PROBLEM DETAILS —
How many lines of the entries below contain the word "camouflage"? Give only the number.

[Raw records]
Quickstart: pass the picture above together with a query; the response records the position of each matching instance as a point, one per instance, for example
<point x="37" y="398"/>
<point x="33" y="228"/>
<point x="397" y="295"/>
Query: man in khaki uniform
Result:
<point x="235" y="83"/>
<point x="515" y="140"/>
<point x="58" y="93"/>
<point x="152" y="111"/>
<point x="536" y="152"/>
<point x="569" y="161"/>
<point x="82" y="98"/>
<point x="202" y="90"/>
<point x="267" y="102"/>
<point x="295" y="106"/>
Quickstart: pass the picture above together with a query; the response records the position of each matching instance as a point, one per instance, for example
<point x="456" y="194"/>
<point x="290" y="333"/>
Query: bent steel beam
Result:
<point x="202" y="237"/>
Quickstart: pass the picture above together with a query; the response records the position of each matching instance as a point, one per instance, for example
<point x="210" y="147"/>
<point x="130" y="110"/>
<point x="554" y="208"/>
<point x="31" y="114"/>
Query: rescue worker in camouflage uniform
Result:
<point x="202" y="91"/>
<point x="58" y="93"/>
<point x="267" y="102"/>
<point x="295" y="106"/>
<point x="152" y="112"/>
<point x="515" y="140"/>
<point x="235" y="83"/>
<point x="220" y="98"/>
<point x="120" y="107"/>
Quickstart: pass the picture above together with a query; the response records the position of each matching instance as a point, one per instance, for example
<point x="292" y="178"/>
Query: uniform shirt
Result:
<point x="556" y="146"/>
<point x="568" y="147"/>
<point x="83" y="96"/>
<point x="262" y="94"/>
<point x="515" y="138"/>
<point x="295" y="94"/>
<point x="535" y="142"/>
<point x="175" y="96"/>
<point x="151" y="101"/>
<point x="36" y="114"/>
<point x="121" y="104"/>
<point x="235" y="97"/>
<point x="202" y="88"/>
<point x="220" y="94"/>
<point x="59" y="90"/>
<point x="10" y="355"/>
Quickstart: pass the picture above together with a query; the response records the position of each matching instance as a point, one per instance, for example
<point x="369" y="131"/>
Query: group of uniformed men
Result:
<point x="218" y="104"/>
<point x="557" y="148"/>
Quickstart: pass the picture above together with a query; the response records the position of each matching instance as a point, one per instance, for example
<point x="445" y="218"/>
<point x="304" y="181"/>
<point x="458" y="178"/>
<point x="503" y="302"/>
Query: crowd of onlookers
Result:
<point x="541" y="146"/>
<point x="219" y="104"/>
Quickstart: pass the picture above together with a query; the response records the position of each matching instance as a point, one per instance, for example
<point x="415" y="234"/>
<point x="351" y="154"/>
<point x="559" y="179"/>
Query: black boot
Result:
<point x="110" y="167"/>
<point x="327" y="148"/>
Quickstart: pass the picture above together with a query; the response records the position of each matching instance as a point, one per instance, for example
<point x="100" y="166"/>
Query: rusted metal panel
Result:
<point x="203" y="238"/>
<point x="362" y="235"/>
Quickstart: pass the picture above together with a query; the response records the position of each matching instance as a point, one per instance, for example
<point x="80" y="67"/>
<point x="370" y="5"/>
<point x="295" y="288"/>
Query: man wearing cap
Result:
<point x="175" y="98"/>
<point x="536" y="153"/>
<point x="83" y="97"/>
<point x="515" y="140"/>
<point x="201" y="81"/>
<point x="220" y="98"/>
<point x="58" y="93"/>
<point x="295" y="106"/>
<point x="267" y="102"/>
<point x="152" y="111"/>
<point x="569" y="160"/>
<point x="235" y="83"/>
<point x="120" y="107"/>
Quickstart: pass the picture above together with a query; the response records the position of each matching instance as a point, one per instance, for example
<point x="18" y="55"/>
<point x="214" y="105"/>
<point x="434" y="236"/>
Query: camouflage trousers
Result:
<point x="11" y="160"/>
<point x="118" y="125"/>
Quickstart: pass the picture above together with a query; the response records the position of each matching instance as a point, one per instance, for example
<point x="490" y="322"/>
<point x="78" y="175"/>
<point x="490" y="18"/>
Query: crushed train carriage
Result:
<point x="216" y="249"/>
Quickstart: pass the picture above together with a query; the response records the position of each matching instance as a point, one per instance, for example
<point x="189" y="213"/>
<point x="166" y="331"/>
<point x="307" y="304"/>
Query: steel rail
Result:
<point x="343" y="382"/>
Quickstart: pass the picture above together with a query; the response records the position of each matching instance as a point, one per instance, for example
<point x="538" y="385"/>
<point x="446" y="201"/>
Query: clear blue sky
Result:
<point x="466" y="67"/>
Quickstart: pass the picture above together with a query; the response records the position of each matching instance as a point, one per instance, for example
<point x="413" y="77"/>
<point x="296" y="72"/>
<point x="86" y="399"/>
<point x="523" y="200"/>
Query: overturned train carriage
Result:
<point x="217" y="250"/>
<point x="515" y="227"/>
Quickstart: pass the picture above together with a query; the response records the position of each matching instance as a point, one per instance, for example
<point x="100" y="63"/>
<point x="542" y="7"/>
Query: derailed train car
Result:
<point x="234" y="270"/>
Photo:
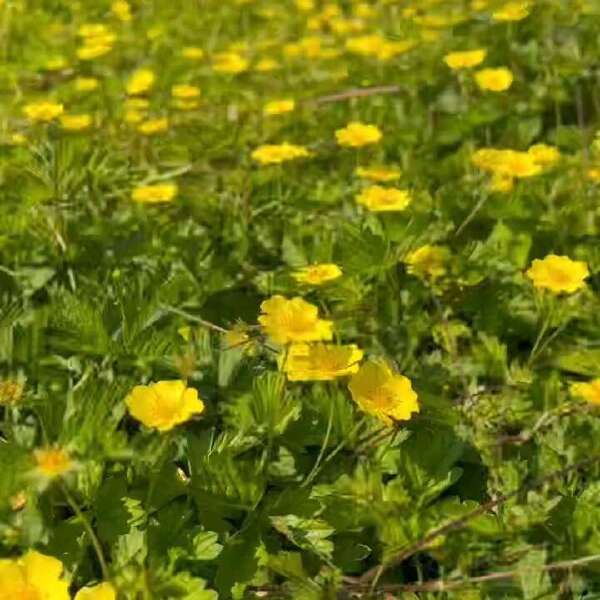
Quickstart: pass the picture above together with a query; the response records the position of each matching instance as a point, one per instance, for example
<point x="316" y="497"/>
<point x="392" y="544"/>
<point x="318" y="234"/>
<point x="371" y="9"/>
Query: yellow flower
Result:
<point x="154" y="126"/>
<point x="357" y="134"/>
<point x="192" y="53"/>
<point x="379" y="174"/>
<point x="588" y="391"/>
<point x="52" y="462"/>
<point x="75" y="122"/>
<point x="163" y="405"/>
<point x="34" y="576"/>
<point x="11" y="392"/>
<point x="318" y="274"/>
<point x="380" y="199"/>
<point x="427" y="261"/>
<point x="273" y="154"/>
<point x="379" y="391"/>
<point x="155" y="194"/>
<point x="558" y="274"/>
<point x="294" y="320"/>
<point x="494" y="80"/>
<point x="320" y="362"/>
<point x="103" y="591"/>
<point x="185" y="91"/>
<point x="43" y="111"/>
<point x="279" y="107"/>
<point x="230" y="62"/>
<point x="466" y="59"/>
<point x="512" y="11"/>
<point x="140" y="82"/>
<point x="86" y="84"/>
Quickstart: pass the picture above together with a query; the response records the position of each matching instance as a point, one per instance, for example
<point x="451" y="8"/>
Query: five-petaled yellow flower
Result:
<point x="381" y="199"/>
<point x="34" y="576"/>
<point x="357" y="134"/>
<point x="155" y="194"/>
<point x="379" y="391"/>
<point x="558" y="274"/>
<point x="318" y="274"/>
<point x="274" y="154"/>
<point x="465" y="59"/>
<point x="494" y="80"/>
<point x="293" y="320"/>
<point x="164" y="405"/>
<point x="320" y="362"/>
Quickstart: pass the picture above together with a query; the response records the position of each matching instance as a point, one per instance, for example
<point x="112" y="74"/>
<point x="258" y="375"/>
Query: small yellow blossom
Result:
<point x="558" y="274"/>
<point x="75" y="122"/>
<point x="34" y="576"/>
<point x="155" y="194"/>
<point x="164" y="405"/>
<point x="320" y="362"/>
<point x="588" y="391"/>
<point x="494" y="80"/>
<point x="318" y="274"/>
<point x="357" y="134"/>
<point x="279" y="107"/>
<point x="465" y="59"/>
<point x="293" y="320"/>
<point x="43" y="112"/>
<point x="378" y="174"/>
<point x="427" y="261"/>
<point x="379" y="391"/>
<point x="140" y="82"/>
<point x="380" y="199"/>
<point x="274" y="154"/>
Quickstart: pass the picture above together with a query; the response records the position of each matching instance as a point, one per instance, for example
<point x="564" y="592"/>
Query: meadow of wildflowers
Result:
<point x="299" y="299"/>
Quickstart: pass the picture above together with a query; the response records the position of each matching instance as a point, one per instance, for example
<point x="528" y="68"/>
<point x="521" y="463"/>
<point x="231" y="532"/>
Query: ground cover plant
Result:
<point x="299" y="299"/>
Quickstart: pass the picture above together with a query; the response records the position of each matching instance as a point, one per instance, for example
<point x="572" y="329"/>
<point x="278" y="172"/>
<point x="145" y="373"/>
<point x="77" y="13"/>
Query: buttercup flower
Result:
<point x="465" y="59"/>
<point x="357" y="134"/>
<point x="380" y="199"/>
<point x="558" y="274"/>
<point x="494" y="80"/>
<point x="318" y="274"/>
<point x="427" y="261"/>
<point x="295" y="320"/>
<point x="588" y="391"/>
<point x="320" y="362"/>
<point x="379" y="391"/>
<point x="43" y="112"/>
<point x="155" y="194"/>
<point x="274" y="154"/>
<point x="140" y="82"/>
<point x="163" y="405"/>
<point x="34" y="576"/>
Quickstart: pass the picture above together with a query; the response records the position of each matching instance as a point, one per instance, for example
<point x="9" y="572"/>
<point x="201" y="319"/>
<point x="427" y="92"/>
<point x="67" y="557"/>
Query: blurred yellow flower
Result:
<point x="382" y="393"/>
<point x="465" y="59"/>
<point x="588" y="391"/>
<point x="164" y="405"/>
<point x="380" y="174"/>
<point x="293" y="320"/>
<point x="317" y="274"/>
<point x="33" y="576"/>
<point x="558" y="274"/>
<point x="380" y="199"/>
<point x="494" y="80"/>
<point x="357" y="134"/>
<point x="155" y="194"/>
<point x="140" y="82"/>
<point x="279" y="107"/>
<point x="320" y="362"/>
<point x="44" y="111"/>
<point x="273" y="154"/>
<point x="428" y="261"/>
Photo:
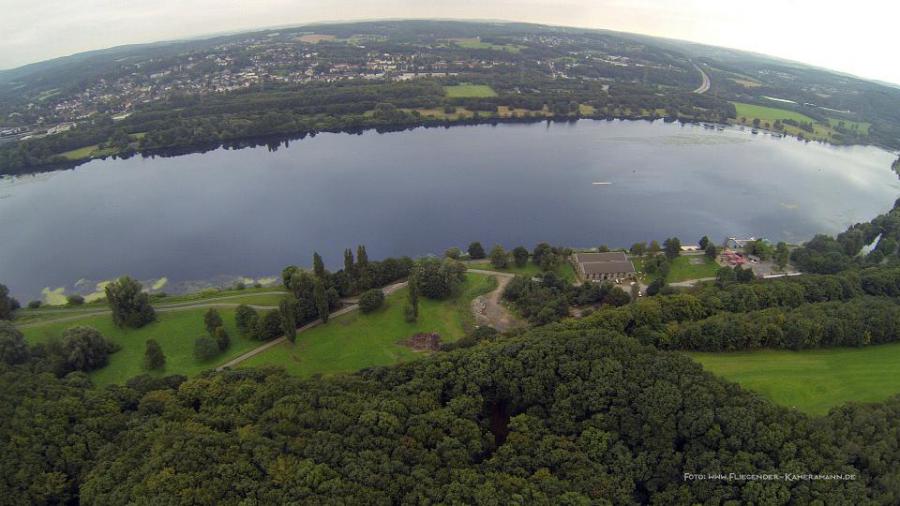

EXPECTED ANSWER —
2